== WHAT THE TASK ASKS ==
Select each line below that contains the string "piece" and copy it in full. Case counts.

━━━━━━━━

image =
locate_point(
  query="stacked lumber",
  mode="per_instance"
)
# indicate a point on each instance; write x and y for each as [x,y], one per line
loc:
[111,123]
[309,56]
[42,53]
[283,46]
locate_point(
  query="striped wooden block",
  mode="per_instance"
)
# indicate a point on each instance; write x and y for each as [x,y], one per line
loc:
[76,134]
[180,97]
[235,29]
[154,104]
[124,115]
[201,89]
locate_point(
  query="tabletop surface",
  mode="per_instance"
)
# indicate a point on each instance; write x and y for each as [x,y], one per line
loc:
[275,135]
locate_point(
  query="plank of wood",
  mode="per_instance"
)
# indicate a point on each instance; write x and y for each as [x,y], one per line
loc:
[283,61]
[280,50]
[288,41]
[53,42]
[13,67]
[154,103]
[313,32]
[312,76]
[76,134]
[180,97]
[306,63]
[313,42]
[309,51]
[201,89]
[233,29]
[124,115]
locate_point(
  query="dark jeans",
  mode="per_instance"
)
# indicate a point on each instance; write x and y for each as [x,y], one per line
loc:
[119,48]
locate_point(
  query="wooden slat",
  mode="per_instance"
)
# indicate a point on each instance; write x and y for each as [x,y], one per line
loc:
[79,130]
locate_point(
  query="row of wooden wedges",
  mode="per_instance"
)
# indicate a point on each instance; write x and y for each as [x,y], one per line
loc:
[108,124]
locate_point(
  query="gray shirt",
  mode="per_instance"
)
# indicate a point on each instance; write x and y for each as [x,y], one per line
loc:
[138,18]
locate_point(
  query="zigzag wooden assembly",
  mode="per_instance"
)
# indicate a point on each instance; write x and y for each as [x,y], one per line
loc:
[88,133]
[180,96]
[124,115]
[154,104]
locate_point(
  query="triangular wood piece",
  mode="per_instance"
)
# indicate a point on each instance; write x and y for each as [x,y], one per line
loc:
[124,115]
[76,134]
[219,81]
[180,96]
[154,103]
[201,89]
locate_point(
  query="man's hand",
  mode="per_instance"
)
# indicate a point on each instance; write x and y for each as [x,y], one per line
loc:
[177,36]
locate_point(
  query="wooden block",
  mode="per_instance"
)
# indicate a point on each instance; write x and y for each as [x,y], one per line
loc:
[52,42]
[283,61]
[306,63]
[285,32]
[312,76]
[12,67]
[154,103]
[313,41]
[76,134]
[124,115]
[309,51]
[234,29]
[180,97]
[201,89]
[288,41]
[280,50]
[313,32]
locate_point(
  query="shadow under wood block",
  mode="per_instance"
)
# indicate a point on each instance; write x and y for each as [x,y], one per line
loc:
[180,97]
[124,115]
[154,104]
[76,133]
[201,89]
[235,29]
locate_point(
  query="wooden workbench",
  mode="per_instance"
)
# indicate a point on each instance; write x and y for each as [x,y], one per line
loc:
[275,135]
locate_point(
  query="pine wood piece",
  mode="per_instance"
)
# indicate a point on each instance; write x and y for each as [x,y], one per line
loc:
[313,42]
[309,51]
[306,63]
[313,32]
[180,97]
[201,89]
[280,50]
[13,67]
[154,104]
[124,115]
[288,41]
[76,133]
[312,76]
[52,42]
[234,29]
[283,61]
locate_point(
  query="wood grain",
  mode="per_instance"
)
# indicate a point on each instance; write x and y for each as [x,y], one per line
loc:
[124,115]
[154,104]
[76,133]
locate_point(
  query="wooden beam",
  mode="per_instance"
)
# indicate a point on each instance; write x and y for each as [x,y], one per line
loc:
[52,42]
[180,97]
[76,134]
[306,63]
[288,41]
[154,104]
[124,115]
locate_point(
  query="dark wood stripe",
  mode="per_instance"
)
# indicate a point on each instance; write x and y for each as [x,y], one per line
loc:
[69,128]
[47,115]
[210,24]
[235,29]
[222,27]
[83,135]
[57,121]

━━━━━━━━

== ANSWER TO THE EXERCISE ==
  query="triangular wood piece",
  query="pine wood piece",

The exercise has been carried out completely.